DATASET CONTENT start

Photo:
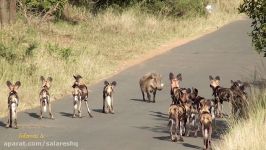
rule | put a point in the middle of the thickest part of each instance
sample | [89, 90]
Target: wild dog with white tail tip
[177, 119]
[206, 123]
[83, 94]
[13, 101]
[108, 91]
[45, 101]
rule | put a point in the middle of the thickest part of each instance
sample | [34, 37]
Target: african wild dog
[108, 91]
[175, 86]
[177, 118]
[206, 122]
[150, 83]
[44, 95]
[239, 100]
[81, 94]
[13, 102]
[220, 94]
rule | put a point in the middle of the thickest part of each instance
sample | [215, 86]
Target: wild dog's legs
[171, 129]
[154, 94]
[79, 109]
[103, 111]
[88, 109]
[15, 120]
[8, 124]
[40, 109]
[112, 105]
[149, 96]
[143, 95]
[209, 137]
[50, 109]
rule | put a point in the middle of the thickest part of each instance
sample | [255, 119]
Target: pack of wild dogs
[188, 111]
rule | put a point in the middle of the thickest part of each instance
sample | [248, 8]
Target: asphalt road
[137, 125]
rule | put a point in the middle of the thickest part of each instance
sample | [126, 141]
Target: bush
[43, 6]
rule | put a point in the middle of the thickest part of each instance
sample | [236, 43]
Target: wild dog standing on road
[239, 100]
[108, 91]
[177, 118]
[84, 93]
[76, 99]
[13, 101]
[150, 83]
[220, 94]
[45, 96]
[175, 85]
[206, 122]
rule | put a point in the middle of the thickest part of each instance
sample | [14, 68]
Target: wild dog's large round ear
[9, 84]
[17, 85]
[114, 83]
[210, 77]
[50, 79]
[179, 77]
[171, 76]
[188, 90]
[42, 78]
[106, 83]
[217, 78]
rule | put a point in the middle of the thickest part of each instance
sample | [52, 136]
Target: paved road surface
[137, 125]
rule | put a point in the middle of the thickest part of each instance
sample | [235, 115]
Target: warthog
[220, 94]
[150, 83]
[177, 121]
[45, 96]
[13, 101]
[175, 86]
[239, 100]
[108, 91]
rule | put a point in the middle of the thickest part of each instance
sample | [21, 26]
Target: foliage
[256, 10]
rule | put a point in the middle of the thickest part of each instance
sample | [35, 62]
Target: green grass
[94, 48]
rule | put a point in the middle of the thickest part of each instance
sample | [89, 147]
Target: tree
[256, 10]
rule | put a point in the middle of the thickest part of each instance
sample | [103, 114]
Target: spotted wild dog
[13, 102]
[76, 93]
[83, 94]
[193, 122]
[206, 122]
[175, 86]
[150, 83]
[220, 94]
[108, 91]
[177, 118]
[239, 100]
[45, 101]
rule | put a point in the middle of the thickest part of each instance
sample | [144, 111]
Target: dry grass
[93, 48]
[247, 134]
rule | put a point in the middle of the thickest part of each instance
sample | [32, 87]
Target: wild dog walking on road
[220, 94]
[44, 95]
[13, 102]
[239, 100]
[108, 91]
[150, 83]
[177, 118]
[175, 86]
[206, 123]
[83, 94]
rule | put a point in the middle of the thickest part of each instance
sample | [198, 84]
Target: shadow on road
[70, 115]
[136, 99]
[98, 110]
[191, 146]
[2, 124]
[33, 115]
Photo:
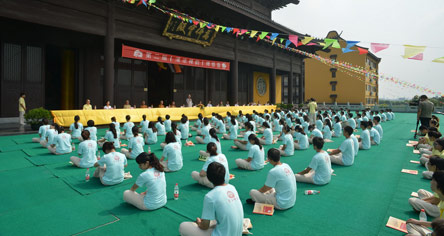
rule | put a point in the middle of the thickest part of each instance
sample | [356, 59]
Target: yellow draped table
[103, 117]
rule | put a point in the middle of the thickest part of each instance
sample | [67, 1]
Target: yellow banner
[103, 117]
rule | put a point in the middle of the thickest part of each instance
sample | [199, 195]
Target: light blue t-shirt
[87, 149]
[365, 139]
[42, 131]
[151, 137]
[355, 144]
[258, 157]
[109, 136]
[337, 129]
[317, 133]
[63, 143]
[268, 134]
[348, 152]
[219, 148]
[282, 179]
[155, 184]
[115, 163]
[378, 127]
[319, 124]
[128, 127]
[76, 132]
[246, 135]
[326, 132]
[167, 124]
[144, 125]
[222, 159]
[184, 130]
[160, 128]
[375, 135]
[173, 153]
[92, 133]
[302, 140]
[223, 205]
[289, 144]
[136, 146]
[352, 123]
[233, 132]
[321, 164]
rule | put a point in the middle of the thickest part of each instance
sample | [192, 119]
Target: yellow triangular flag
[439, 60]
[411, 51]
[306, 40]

DATASET CONTENT end
DATASET CONTENT start

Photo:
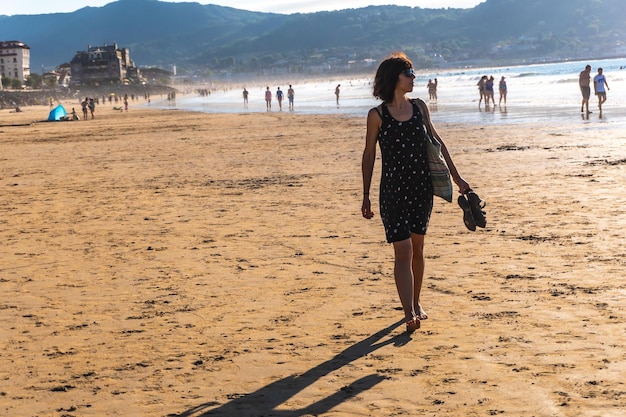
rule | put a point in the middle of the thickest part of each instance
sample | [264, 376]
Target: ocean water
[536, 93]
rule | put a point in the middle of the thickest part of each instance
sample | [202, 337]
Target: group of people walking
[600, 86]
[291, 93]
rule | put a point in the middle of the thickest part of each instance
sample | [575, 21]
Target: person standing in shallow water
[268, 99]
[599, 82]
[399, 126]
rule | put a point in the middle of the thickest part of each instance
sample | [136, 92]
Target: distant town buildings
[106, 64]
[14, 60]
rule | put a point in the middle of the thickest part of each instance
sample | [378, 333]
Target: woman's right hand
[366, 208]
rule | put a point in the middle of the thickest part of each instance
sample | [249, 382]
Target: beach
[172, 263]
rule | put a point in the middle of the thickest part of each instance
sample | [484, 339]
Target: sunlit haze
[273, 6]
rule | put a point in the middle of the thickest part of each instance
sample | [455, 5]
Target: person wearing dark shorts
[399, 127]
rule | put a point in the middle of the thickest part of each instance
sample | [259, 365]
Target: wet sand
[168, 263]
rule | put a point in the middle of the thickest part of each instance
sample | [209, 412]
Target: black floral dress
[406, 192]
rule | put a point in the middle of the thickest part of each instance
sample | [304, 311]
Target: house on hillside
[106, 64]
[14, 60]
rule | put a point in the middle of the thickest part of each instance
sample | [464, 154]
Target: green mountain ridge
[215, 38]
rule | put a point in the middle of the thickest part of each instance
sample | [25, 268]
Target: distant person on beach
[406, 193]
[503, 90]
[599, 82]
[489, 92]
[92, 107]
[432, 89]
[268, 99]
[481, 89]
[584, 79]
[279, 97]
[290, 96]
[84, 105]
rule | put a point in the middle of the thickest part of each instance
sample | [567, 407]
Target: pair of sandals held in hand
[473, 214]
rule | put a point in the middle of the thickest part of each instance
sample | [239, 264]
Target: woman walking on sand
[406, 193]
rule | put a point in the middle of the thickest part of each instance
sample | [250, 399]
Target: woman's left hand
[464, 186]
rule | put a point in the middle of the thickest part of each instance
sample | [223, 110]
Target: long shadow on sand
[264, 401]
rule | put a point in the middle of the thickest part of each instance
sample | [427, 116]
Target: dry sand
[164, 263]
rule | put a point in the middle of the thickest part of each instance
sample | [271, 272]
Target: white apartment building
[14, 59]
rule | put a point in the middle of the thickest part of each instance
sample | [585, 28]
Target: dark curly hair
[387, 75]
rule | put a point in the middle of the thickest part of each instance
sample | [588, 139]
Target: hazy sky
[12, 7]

DATASET CONTENT end

- [WHAT THE TASK ASKS] Locate every line above that contains the word "hand" and copy each one.

- [ANSWER FOR THE TASK]
Target: woman's right hand
Target: pair of sandals held in hand
Target: woman's left hand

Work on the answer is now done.